-- Selected extract follows --

So far as, the penalty is concerned, it depends upon the outcome of the quantum addition which has been restored to the file of AO therefore, in all fairness, the penalty appeal is also restored to the file of the ld.AO for fresh consideration in accordance with law. Thus, this appeal of the Revenue is allowed for statistical purposes.
Disallowance of commission expenses u/s 37(1) - HELD THAT:- The assessee is expected to prove the actual services rendered by these agents for business purposes which have not been established. The assessee is directed to prove the nexus and the commercial expediency for such claim. AO is also directed to ascertain whether the payment of commission is prohibited by law as has been observed by him. AO is further directed to ascertain whether such expenses are legitimate and also whether payment of such commission is against public policy of the government.

-- Selected extract concluded --
-- Record set follows --

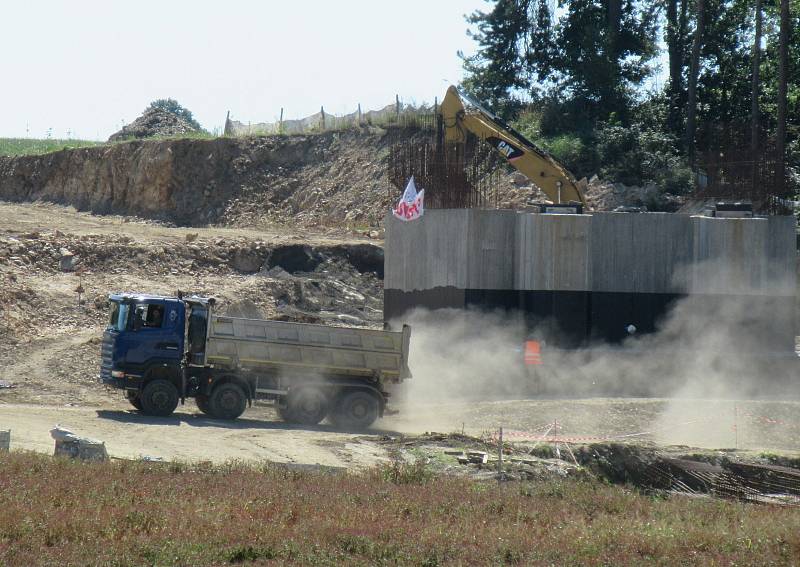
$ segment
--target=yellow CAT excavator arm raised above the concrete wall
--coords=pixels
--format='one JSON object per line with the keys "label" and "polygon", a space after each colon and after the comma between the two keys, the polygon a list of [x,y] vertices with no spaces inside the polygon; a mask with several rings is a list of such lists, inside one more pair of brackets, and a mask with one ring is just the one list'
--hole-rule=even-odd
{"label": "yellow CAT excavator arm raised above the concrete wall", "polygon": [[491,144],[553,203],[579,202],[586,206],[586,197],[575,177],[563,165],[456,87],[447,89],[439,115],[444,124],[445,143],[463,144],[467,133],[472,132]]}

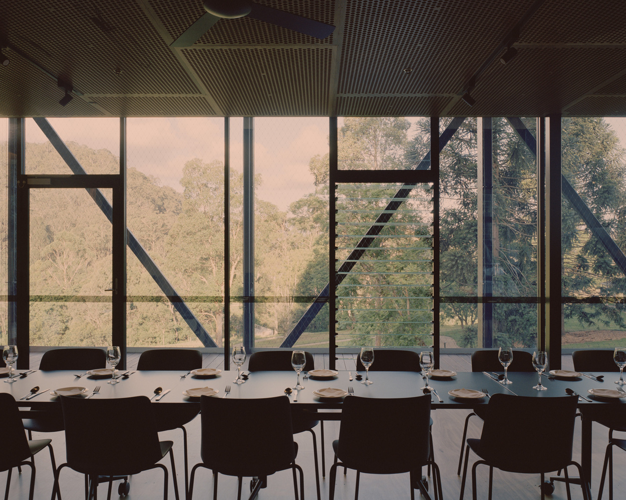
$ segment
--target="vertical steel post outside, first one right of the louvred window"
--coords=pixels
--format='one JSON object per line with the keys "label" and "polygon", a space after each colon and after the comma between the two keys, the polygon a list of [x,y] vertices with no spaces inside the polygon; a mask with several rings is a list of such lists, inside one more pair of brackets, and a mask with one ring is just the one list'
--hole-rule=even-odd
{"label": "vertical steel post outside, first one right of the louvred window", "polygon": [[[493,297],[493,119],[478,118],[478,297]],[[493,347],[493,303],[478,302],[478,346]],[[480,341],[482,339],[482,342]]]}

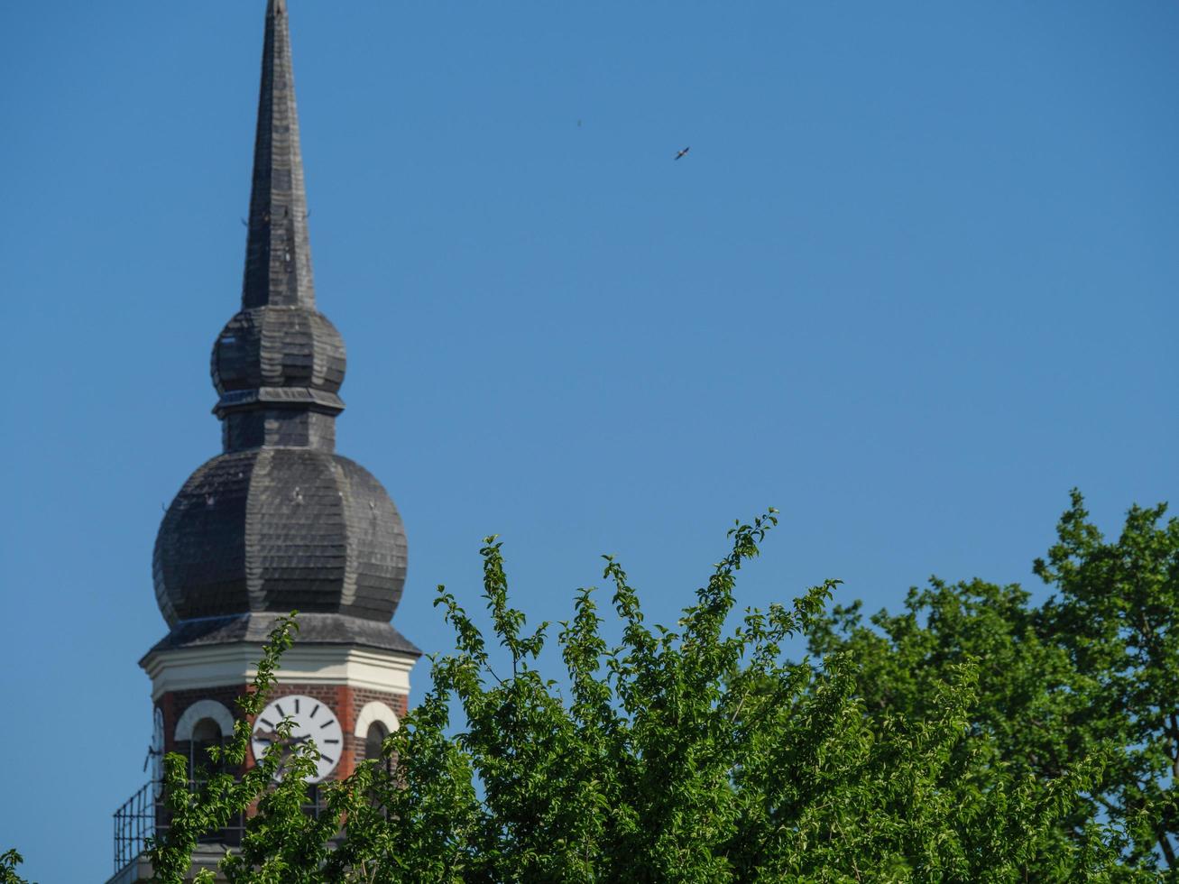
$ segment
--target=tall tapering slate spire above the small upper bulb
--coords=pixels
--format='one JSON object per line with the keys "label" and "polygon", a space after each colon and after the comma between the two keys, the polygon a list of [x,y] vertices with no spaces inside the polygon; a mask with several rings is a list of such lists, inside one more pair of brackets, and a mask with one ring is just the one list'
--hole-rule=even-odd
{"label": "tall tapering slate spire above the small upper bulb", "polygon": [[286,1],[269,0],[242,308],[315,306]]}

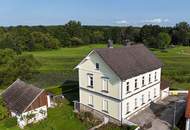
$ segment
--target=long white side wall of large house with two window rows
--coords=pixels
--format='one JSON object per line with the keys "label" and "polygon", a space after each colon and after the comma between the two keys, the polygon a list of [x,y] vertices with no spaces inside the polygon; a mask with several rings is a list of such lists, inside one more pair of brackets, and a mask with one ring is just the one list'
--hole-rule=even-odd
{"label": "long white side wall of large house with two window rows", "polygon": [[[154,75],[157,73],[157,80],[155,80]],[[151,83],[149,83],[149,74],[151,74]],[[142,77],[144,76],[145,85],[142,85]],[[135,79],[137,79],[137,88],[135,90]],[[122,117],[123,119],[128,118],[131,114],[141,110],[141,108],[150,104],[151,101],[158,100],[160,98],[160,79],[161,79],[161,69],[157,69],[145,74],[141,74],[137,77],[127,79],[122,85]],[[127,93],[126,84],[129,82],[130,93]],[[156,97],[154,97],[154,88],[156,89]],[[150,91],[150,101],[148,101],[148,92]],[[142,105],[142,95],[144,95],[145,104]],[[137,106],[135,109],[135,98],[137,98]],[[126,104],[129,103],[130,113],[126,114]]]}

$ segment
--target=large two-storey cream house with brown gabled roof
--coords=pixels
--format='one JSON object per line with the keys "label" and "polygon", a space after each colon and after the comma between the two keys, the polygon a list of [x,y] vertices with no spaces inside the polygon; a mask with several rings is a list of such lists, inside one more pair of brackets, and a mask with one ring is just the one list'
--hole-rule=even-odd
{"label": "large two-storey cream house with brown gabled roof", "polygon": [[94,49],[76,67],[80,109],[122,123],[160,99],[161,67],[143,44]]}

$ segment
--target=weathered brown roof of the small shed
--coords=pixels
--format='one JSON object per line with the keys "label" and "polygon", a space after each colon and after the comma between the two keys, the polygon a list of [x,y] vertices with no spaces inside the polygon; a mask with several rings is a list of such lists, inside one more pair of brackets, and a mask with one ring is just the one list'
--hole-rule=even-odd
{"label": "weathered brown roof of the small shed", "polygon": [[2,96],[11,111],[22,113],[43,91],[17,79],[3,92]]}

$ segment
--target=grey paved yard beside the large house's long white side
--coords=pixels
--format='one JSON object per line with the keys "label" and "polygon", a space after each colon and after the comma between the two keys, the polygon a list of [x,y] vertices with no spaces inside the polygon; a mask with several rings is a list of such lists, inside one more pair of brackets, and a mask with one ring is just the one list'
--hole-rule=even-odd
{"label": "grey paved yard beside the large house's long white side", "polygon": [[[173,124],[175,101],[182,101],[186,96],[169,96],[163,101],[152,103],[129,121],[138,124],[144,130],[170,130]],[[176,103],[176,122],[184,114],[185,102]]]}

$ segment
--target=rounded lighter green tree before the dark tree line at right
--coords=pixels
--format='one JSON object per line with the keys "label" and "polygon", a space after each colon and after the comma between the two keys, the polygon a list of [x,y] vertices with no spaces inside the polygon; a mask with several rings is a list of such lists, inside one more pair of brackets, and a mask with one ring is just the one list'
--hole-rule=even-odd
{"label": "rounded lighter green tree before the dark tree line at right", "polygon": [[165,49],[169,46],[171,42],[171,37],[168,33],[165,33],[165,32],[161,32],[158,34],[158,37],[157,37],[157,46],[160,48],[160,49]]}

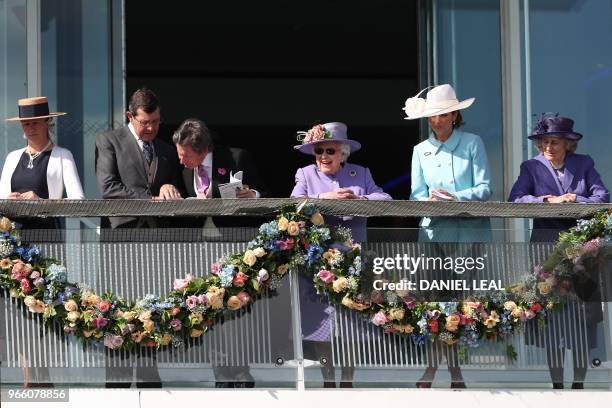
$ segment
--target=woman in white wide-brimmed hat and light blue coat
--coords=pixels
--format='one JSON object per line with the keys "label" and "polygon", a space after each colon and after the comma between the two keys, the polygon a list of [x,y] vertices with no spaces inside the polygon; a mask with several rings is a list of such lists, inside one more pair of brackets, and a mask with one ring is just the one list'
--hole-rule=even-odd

-- Record set concluded --

▸ **Task requirements**:
1. Reproduce the passage of the tax appeal summary that starts with "So far as, the" and goes on through "of the government.".
2. Carry on the tax appeal summary from the point where it stops.

▸ **Exercise responses**:
1.
So far as, the penalty is concerned, it depends upon the outcome of the quantum addition which has been restored to the file of AO therefore, in all fairness, the penalty appeal is also restored to the file of the ld.AO for fresh consideration in accordance with law. Thus, this appeal of the Revenue is allowed for statistical purposes.
Disallowance of commission expenses u/s 37(1) - HELD THAT:- The assessee is expected to prove the actual services rendered by these agents for business purposes which have not been established. The assessee is directed to prove the nexus and the commercial expediency for such claim. AO is also directed to ascertain whether the payment of commission is prohibited by law as has been observed by him. AO is further directed to ascertain whether such expenses are legitimate and also whether payment of such commission is against public policy of the government.

2.
The assessee is also directed to explain whether such agents are registered with the respective government department/PSUs for which they have been paid commission. Section 37(1) contains the general provisions of allowance. The assessee is directed to produce the necessary evidence in support of its claim because as per section 37(1) explanation-1, any expenditure incurred by the assessee for any purposes, which is an offence or which is prohibited by law shall not be deemed to have been incurred for the purposes of business or profession and shall not be allowable. Thus, the appeal of the Revenue is allowed for statistical purposes.